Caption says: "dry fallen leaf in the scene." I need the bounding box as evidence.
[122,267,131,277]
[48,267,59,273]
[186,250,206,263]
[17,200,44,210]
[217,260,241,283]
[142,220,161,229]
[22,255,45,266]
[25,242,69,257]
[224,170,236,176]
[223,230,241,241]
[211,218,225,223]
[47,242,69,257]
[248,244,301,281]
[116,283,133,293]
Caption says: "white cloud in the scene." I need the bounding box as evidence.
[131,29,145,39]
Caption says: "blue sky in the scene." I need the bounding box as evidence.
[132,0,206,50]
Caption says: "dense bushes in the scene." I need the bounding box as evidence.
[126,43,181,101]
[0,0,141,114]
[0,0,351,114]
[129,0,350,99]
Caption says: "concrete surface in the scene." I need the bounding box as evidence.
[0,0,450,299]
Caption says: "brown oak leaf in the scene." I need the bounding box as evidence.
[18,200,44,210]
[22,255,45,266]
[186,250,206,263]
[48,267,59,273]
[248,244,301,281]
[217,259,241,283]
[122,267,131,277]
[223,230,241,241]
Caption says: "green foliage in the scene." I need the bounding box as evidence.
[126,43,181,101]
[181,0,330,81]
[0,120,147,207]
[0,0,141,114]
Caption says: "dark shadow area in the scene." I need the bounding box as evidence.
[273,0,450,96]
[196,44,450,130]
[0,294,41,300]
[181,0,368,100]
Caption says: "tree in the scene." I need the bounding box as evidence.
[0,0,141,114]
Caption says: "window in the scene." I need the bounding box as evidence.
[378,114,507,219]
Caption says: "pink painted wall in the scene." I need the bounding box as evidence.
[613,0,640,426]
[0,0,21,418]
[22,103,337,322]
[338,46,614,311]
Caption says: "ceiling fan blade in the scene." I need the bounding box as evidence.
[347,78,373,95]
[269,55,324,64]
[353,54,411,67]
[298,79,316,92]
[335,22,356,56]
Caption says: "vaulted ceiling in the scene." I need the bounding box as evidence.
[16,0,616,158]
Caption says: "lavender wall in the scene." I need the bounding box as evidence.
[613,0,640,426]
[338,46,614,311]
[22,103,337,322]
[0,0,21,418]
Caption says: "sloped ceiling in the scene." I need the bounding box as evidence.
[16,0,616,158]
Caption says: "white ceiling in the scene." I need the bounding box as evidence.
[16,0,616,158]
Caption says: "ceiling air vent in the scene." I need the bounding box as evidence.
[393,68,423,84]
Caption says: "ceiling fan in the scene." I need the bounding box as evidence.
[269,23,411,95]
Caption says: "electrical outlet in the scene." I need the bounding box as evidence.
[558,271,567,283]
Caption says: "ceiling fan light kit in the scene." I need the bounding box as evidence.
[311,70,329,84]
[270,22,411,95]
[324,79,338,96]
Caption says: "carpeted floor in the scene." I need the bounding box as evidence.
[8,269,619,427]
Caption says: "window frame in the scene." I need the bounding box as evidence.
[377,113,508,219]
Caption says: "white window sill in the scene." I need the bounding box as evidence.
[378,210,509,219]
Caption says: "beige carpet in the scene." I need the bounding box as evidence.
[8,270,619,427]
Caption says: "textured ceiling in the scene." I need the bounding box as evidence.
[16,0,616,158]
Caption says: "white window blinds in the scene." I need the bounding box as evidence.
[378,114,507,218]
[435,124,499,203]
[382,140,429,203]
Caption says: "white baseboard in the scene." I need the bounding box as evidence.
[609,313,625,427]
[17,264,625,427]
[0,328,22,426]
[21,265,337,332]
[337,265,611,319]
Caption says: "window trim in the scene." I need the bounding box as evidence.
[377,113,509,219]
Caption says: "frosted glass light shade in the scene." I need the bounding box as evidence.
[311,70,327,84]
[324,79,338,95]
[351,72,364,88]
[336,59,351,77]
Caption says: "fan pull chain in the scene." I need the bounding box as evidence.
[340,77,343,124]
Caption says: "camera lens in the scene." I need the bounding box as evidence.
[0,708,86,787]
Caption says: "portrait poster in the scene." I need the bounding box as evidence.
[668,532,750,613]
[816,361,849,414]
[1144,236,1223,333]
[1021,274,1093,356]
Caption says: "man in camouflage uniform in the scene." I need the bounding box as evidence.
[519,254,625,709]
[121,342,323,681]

· · · · ·

*Stated exercise:*
Reproduce all of the material above word for word, line by line.

*Exercise result:*
Caption says: "dry fallen leaf in the scene." I need the bounding box as evidence.
[122,267,131,277]
[48,267,59,273]
[186,250,206,263]
[17,200,44,210]
[217,260,241,283]
[142,220,161,229]
[22,255,45,266]
[25,242,69,257]
[224,170,236,176]
[223,230,241,241]
[211,218,225,223]
[47,242,69,257]
[248,244,301,281]
[116,283,133,293]
Caption says: "white cloud in the scene." I need the bounding box as evidence.
[131,29,145,39]
Caption says: "blue sky in the scene." I need the bounding box as evidence.
[132,0,206,50]
Caption says: "dense bushes in the scene." I need the bounding box as evidence.
[126,43,181,101]
[0,0,141,114]
[0,0,351,114]
[129,0,350,99]
Caption says: "concrete surface in the scene." I need the bounding box as evidence.
[0,0,450,299]
Caption says: "brown oak leaf in the scene." I need the bounding box as evidence.
[18,200,44,210]
[22,255,45,266]
[186,250,206,263]
[48,267,59,273]
[248,244,301,281]
[217,259,241,283]
[122,267,131,277]
[223,230,241,241]
Caption says: "green foliage in the scene." I need the bounding box as evidence.
[126,43,181,101]
[181,0,330,81]
[0,120,147,207]
[0,0,141,114]
Caption says: "dark shadow area in the scene." I need the bounding box as evidence.
[273,0,450,96]
[196,44,450,130]
[0,294,41,300]
[181,0,368,100]
Caption says: "tree in the scene." I need the bounding box as evidence.
[0,0,141,114]
Caption says: "window in the scene." I need the bounding box as evidence.
[378,114,507,219]
Caption says: "pink painted wall in the scene." I need the bounding box as evidence.
[613,0,640,426]
[0,0,21,418]
[22,103,337,322]
[338,46,614,311]
Caption says: "ceiling fan blade in the scene." I need the bounding box as evidence.
[347,78,373,95]
[269,55,324,64]
[353,54,411,67]
[298,79,316,92]
[335,22,356,56]
Caption says: "vaulted ceiling in the scene." I need the bounding box as evidence.
[16,0,616,158]
Caption says: "lavender wall in the scene." I need the bounding box as evidence.
[613,0,640,426]
[338,46,614,311]
[22,103,337,322]
[0,0,21,418]
Caption says: "sloped ceiling in the scene." I need the bounding box as evidence.
[16,0,616,158]
Caption says: "white ceiling in the scene." I need the bounding box as evidence.
[16,0,616,158]
Caption says: "ceiling air vent in the scene." I need the bounding box as evidence.
[393,68,423,84]
Caption says: "ceiling fan in the scene." I need the bounding box as evidence.
[269,23,411,95]
Caption says: "electrical outlet in the scene." I need the bounding box as evidence.
[558,271,567,283]
Caption says: "ceiling fan light kit in the scene." I need the bounding box as evidence.
[311,70,329,84]
[270,22,411,95]
[324,79,338,96]
Caption says: "carpeted floor in the scene." I need the bounding box as evidence.
[8,269,619,427]
Caption says: "window frame in the scene." I need the bounding box as evidence.
[377,113,508,219]
Caption says: "white window sill in the scene." I need the bounding box as evidence.
[378,210,509,219]
Caption says: "beige carpet in the scene." I need the bounding box as evidence.
[8,270,619,427]
Caption says: "textured ceiling in the scene." I need the bounding box as evidence.
[16,0,616,158]
Caption says: "white window blinds in the scene." I need the bounding box as evidence.
[378,114,507,218]
[435,124,499,203]
[382,140,429,203]
Caption says: "white baseboard in the scene." I need the bounding box as evidence.
[609,313,625,427]
[17,264,625,427]
[0,328,22,426]
[21,265,337,332]
[337,265,611,319]
Caption says: "window trim in the scene." I need the bounding box as evidence.
[377,113,509,219]
Caption says: "frosted glass light shade in the scene." I need the bounding box as evidence.
[311,70,327,84]
[324,79,338,95]
[351,72,364,88]
[336,59,351,77]
Caption says: "fan pull chain in the scene." I need the bounding box as evidence.
[340,77,343,124]
Caption says: "camera lens in the scene." I need the bounding box as evidence.
[0,708,86,787]
Caption says: "portrait poster in the scene." I need the bounding box as evidence.
[668,532,750,613]
[816,361,849,414]
[1144,236,1223,333]
[1021,274,1093,356]
Caption says: "man in camouflage uniform in the scene." I need the bounding box as evidence.
[519,254,625,709]
[121,342,323,681]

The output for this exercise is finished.